> **Task goal**:
Using the material that follows, identify and copy each line with the string "rough".

§

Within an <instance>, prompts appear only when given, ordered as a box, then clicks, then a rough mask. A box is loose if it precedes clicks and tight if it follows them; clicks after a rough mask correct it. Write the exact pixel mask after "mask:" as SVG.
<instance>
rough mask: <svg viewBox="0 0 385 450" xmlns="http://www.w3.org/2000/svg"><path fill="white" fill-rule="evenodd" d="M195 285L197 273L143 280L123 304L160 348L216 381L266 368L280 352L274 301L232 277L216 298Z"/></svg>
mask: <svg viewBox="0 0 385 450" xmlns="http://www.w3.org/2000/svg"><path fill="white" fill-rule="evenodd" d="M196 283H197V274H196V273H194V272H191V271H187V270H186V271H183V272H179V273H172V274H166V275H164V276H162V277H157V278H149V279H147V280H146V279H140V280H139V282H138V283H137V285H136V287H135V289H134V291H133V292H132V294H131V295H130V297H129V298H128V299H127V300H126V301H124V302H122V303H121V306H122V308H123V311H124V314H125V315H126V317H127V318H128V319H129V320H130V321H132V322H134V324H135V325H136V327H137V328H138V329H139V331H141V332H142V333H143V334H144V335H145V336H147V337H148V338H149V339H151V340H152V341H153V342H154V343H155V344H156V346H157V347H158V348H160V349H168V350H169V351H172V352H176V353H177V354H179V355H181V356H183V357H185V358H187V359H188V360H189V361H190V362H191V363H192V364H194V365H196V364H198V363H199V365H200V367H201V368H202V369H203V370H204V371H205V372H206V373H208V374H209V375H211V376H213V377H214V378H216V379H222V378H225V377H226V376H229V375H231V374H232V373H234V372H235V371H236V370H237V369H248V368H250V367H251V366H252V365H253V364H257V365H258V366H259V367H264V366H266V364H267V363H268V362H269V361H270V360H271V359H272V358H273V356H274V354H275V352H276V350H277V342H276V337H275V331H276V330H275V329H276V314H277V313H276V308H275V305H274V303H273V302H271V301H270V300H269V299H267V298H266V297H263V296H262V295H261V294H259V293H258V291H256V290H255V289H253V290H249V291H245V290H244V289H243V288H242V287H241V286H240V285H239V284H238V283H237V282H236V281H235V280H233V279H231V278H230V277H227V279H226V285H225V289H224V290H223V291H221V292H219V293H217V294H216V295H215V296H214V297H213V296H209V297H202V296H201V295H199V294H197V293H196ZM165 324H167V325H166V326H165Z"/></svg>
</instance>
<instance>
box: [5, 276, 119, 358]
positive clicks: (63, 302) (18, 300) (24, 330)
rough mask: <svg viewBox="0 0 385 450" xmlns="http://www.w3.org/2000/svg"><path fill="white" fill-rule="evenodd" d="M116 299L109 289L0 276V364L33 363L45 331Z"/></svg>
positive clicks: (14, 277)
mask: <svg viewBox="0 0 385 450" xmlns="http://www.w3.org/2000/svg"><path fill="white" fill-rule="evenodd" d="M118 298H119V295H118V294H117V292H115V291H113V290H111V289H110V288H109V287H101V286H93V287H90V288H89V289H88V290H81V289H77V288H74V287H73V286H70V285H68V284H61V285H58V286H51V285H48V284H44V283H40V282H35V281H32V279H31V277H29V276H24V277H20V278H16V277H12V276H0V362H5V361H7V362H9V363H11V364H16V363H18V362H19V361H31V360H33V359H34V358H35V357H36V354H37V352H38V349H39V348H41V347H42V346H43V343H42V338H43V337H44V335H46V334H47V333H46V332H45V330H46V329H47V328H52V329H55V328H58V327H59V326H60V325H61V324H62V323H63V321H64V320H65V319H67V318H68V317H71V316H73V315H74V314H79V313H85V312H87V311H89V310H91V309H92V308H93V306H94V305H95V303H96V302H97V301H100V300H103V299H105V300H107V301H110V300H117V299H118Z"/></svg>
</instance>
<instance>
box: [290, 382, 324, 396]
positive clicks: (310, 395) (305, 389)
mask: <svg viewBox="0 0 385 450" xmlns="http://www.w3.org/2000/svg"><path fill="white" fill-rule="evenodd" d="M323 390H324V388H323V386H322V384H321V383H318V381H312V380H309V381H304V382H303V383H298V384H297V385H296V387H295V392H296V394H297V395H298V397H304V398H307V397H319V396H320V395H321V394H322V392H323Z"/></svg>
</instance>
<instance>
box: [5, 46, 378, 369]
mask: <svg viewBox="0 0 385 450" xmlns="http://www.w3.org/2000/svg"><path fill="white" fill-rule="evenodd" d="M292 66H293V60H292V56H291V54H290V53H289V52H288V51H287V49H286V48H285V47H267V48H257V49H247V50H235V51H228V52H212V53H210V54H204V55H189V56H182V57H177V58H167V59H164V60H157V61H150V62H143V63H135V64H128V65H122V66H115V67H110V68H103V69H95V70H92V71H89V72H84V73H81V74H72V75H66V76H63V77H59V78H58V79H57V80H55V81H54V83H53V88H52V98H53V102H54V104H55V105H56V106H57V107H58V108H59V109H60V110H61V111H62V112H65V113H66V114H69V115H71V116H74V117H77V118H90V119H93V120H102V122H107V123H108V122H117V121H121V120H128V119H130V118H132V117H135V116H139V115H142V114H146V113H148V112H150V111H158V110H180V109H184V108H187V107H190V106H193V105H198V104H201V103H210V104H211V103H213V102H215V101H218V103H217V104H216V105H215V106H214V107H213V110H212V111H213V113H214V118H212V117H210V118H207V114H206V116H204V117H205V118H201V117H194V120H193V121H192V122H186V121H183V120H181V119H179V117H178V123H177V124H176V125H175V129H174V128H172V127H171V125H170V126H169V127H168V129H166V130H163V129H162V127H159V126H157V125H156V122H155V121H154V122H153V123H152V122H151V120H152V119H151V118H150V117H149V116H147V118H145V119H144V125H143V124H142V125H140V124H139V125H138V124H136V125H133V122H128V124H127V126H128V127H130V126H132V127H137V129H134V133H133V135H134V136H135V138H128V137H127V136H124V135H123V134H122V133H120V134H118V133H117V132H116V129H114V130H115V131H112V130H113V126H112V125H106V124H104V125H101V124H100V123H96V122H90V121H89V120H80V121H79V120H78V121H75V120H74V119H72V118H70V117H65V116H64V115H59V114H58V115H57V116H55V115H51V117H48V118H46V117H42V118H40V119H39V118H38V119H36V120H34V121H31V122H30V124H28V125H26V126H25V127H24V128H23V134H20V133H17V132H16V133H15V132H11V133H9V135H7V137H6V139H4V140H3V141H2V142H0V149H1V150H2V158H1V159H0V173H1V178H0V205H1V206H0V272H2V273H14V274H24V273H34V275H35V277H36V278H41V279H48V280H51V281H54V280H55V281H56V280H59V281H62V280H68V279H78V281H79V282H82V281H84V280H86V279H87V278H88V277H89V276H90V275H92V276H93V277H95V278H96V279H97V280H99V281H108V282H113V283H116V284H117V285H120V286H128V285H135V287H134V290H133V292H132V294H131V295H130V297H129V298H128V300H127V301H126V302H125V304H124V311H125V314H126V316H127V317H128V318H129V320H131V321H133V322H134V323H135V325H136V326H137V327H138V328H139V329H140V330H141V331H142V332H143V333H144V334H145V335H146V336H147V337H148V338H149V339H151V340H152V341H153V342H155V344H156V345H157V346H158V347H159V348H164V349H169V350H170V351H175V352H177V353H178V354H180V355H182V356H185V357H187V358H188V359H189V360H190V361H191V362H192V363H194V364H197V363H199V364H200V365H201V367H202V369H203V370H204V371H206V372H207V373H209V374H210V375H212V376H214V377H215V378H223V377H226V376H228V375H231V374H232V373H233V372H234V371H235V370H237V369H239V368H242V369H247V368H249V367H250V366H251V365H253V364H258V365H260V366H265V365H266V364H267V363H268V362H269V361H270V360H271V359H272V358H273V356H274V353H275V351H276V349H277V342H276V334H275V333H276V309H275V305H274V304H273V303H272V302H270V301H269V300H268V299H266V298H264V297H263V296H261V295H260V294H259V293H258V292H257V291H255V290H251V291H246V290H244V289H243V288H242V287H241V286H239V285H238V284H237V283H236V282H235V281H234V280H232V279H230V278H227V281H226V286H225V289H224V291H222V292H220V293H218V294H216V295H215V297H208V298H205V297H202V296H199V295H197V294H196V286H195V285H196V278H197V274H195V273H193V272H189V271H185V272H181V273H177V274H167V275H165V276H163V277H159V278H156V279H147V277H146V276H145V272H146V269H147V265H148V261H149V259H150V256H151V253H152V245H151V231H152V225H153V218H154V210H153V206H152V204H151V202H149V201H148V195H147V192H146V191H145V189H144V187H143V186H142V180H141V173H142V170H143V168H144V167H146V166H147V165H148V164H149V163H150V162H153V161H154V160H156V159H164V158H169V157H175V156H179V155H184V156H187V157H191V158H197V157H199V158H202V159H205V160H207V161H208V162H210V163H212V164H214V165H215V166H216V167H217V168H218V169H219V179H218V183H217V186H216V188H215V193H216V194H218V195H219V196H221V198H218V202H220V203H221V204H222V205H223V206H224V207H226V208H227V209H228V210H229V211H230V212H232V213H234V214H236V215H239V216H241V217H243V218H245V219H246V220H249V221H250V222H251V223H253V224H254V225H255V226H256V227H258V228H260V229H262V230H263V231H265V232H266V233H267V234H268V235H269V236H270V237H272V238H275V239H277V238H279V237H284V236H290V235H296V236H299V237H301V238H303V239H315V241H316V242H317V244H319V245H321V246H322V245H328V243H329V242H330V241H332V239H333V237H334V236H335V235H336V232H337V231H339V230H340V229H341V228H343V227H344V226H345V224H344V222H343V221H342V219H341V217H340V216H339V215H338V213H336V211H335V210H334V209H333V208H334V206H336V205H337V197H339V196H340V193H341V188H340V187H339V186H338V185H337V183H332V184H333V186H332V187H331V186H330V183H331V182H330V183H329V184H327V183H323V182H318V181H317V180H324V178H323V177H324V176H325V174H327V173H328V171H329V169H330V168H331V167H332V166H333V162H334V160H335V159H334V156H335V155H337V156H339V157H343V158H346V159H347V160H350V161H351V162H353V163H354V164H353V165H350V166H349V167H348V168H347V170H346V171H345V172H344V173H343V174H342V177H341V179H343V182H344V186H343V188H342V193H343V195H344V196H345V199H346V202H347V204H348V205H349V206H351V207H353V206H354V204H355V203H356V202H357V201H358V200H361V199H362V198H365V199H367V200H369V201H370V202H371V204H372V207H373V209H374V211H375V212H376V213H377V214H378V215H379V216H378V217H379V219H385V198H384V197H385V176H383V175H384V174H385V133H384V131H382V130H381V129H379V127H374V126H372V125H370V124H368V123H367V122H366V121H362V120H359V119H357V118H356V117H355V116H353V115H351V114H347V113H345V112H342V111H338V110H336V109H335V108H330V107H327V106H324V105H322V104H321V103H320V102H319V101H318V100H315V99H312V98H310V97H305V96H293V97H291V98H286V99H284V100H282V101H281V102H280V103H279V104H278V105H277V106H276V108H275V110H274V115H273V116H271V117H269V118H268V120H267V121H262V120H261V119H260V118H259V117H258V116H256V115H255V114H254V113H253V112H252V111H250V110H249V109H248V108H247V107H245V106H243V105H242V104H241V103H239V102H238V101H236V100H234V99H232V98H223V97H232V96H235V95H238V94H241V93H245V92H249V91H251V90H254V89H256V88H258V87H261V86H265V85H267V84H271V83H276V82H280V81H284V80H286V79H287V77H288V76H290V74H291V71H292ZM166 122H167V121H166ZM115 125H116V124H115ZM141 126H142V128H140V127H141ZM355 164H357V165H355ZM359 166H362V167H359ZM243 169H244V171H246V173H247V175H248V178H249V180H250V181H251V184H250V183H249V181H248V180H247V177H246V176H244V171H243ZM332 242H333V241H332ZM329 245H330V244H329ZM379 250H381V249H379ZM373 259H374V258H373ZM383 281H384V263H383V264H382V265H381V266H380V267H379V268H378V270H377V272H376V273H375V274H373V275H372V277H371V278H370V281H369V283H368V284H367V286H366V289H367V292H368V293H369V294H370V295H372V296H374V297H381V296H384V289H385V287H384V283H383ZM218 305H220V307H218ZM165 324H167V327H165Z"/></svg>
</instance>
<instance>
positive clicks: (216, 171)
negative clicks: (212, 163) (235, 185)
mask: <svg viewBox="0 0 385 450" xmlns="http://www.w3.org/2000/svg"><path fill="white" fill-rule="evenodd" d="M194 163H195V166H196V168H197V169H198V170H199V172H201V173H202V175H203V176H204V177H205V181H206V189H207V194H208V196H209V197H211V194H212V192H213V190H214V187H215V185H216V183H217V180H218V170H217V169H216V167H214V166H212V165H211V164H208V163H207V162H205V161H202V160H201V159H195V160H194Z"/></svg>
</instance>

§

> **Solution to the problem**:
Within an <instance>, prompts appear only when given, ordered as a box, then clicks, then a rough mask. A box is loose if it precedes clicks and tight if it follows them; clicks after a rough mask correct it. Write the exact pixel mask after "mask:" as SVG.
rough mask: <svg viewBox="0 0 385 450" xmlns="http://www.w3.org/2000/svg"><path fill="white" fill-rule="evenodd" d="M195 285L197 273L143 280L123 304L160 348L216 381L266 368L280 352L274 301L232 277L216 298Z"/></svg>
rough mask: <svg viewBox="0 0 385 450" xmlns="http://www.w3.org/2000/svg"><path fill="white" fill-rule="evenodd" d="M116 299L109 289L0 276V364L33 363L45 331Z"/></svg>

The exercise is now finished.